**Work instructions**. When the line with "point: team logo" turns up below, begin repeating exactly, and carry on through the line with "point: cyclist's leg"; no pictures go into the copy.

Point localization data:
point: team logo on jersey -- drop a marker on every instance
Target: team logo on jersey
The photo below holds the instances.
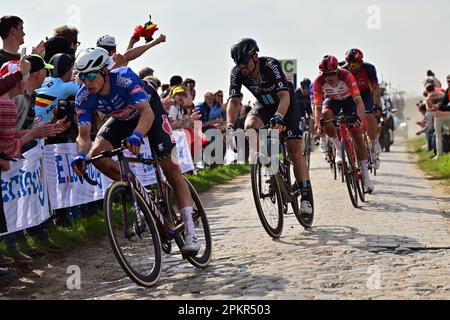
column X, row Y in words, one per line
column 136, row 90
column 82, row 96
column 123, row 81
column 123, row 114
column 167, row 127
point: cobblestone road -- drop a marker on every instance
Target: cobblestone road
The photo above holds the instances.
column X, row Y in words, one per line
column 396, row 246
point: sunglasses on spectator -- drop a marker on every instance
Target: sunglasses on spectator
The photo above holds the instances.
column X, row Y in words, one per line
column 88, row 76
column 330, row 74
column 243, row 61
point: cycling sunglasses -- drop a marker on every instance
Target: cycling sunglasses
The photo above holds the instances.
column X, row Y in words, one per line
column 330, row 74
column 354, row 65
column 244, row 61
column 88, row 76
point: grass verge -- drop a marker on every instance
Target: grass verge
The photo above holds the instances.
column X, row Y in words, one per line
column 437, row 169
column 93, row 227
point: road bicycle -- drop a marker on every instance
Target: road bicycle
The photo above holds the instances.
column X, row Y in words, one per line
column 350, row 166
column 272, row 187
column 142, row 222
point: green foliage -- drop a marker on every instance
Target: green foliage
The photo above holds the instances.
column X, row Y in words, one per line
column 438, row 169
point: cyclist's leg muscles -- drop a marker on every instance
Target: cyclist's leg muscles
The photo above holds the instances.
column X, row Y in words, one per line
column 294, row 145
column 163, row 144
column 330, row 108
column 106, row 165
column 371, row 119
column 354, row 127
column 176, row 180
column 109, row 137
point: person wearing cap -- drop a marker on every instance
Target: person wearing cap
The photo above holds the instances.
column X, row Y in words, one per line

==

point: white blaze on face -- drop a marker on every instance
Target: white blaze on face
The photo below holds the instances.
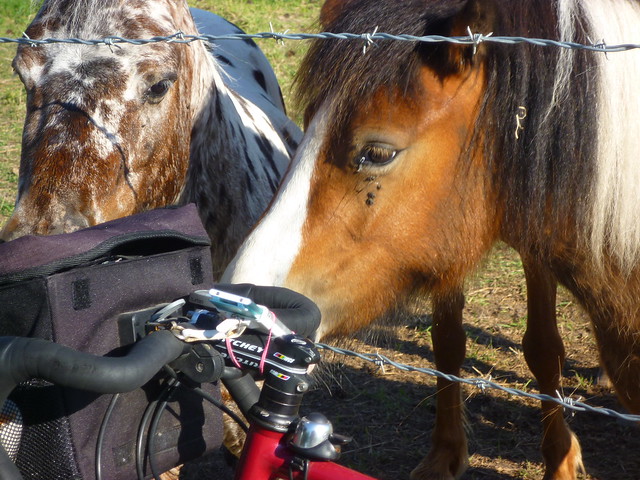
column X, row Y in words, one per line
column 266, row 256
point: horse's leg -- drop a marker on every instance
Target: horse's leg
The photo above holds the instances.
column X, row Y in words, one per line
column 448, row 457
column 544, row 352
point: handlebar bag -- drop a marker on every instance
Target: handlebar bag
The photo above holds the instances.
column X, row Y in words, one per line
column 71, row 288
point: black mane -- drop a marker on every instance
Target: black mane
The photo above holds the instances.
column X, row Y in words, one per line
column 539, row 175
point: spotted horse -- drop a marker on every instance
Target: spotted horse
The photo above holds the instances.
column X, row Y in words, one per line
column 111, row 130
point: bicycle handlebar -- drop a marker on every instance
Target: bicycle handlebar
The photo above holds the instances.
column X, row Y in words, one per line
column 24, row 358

**Exercise output**.
point: team logo on jersey -- drop a marker on every instance
Target: team logo on jersey
The photo below holds the instances.
column X, row Y in words, one per line
column 136, row 90
column 82, row 96
column 123, row 81
column 123, row 114
column 167, row 127
point: cobblestone road -- drop a marker on every instance
Target: cobblestone road
The photo above holds the instances.
column X, row Y in words, one per line
column 396, row 246
point: sunglasses on spectator -- drop a marker on every instance
Target: sunglasses on spectator
The photo above holds the instances.
column X, row Y in words, one per line
column 88, row 76
column 330, row 74
column 243, row 61
point: cycling sunglasses -- drop a marker on every instance
Target: cycling sunglasses
The photo above holds the instances.
column X, row Y in words, one per line
column 330, row 74
column 354, row 65
column 244, row 61
column 88, row 76
point: grass verge -- drop a marker on every instance
Target: grass verge
The photo above holds the instances.
column X, row Y in words, one per line
column 437, row 169
column 93, row 227
point: road bicycle -- drop a marker on every instance
Target: road bicycle
The photo above holds the instances.
column X, row Y in words, one per line
column 350, row 166
column 272, row 187
column 142, row 222
point: green foliage -- drop a marker on every instance
Target: green foliage
The photo above holds the instances.
column X, row Y in words, one per line
column 438, row 169
point: cyclist's leg muscles -- drop a marker on every instance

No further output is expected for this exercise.